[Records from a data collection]
====================
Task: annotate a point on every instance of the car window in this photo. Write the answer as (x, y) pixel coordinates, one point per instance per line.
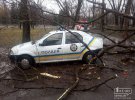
(70, 38)
(55, 39)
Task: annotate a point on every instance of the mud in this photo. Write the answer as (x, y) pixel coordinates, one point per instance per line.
(14, 84)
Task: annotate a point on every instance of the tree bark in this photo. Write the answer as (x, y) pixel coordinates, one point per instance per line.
(25, 21)
(77, 12)
(127, 12)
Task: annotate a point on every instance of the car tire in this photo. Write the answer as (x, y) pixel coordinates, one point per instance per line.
(25, 62)
(87, 57)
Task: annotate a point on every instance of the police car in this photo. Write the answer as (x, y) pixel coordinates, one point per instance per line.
(56, 46)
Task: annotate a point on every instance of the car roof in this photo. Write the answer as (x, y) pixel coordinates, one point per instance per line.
(59, 31)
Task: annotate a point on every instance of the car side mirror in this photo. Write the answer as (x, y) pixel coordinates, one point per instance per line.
(41, 44)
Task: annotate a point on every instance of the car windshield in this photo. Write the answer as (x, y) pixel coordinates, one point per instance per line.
(34, 41)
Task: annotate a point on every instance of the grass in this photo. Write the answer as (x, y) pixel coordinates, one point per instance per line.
(13, 35)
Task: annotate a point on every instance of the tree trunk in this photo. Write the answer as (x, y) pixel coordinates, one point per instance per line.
(79, 5)
(127, 12)
(134, 20)
(116, 19)
(25, 21)
(102, 19)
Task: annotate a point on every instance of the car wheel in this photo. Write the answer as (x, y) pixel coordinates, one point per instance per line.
(25, 62)
(88, 57)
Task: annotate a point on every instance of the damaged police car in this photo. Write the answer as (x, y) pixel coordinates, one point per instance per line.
(56, 46)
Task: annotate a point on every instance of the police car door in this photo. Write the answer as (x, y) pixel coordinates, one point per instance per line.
(72, 46)
(51, 48)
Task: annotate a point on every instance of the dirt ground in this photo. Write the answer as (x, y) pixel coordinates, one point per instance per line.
(18, 84)
(13, 84)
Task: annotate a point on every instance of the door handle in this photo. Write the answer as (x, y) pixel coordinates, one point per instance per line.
(82, 46)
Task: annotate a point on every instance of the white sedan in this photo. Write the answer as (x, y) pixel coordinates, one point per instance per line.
(56, 46)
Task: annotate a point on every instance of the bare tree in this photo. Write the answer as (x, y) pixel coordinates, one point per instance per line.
(25, 20)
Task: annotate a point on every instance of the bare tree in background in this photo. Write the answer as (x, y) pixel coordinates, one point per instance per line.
(127, 12)
(25, 21)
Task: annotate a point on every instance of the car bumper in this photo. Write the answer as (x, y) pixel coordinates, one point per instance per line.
(13, 58)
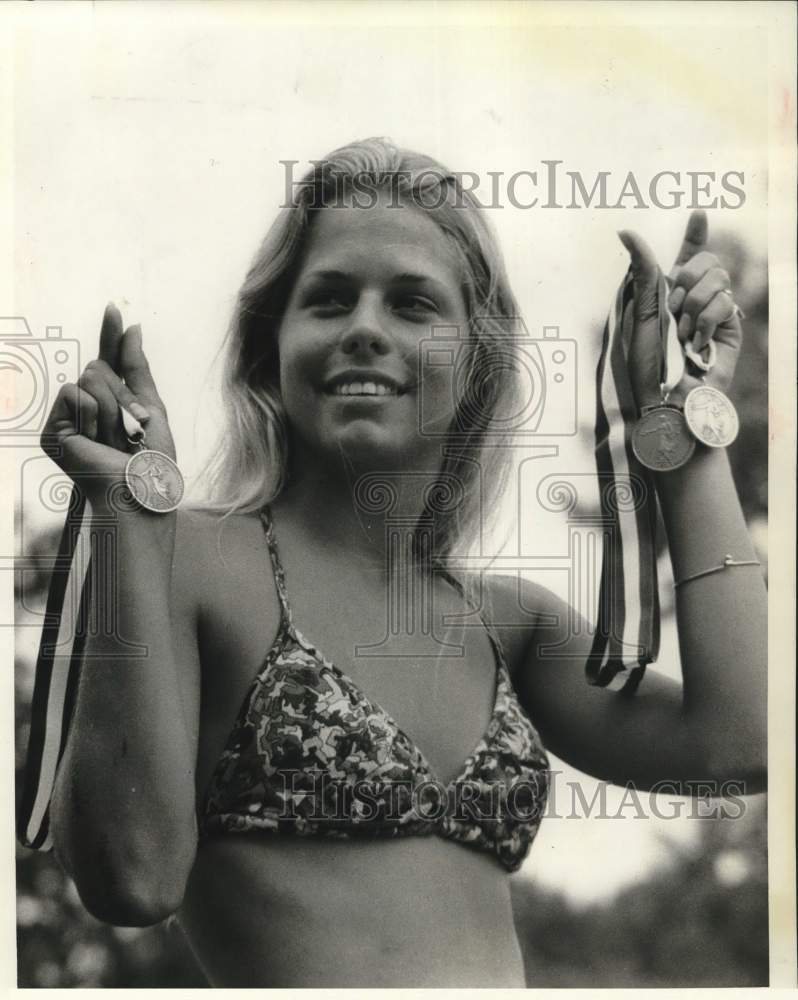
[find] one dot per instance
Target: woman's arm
(722, 617)
(712, 726)
(123, 809)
====================
• [WORK TO BE COMPLETED] A verbatim copy of every record is to be produced, and pictures are to be excluded from it.

• [ANSWER BELOW]
Task: annotate a point on every instance of the car window in this photo. Write the answer as (x, y) pixel coordinates, one point per instance per line.
(70, 38)
(55, 39)
Task: annotate a point on every instance of the mud in this photo. Write the answer as (x, y) pixel coordinates, one point per instance per line.
(14, 84)
Task: annotate a point on every instance of the tree bark in this photo. Write the answer as (x, y) pixel coordinates, one point per instance per line.
(25, 21)
(77, 12)
(127, 12)
Task: annotate a point on every instance of the car tire in this photo. Write the answer as (x, y) pixel coordinates, one point per instance per line.
(25, 62)
(87, 57)
Task: annotate a point on every instance of the police car in this photo. Write the answer as (x, y) pixel coordinates, one point per instance per line.
(56, 46)
Task: annotate a point on every instance of the car roof in this photo. Write the answer as (x, y) pixel coordinates, one point per instance per line.
(59, 31)
Task: annotate a point on every instance of the car side mirror in this photo. Write the answer as (x, y) pixel coordinates, one point per instance per line.
(41, 44)
Task: annotate a point on every instance of the car windshield in this photo. Write the answer as (x, y) pixel coordinates, one point per instance per line.
(34, 41)
Task: annotate a point on every instance of the grass in this photo. Write the answer as (x, y) pixel coordinates, one point per instance per line.
(13, 35)
Task: annotate a point on every instance of the tree trunk in this photo. Write the answer as (x, y) pixel coordinates, one point per instance per line.
(79, 5)
(127, 12)
(134, 20)
(116, 19)
(25, 21)
(102, 19)
Task: annotate a point on every instance of the car wheel in this photo. Write the answer as (x, y) pixel coordinates, one point per instance per line.
(25, 62)
(88, 57)
Task: annotate a point on every instance of the damaged police car in this photo. Write the answer as (x, y) pixel coordinates, one point per instance per line.
(56, 46)
Task: annotate a point on every instance of the police car door in this photo. Write the answer as (x, y) pixel coordinates, one point per instance per line.
(72, 46)
(51, 48)
Task: annotate a point on every instance of the dirt ground in this photo. Write the answer as (x, y) pixel coordinates, one point per instance per line.
(18, 84)
(13, 84)
Task: annotate a point on every instance of the door handle in this photo. Write the answer as (x, y) pixel coordinates, one point per instance per line.
(82, 46)
Task: annotate a point on every instance of the white sedan in this photo. Write the answer as (x, y) pixel coordinates, one point per instance per line.
(56, 46)
Task: annotate a point on every instance of the bare tree in this photo. Write the answer as (x, y) pixel coordinates, one point per instance per line.
(25, 20)
Task: annotate a point on every instance of the bare tree in background in this photo. Write the answer as (x, y) pixel coordinates, one point per instance per line.
(127, 12)
(25, 21)
Task: annotate a point on every instance of the car bumper in this photo. Write the answer as (x, y) pixel coordinates, one point per instance per line.
(13, 58)
[find] one dot per instance
Target: woman's arm
(722, 617)
(712, 726)
(123, 809)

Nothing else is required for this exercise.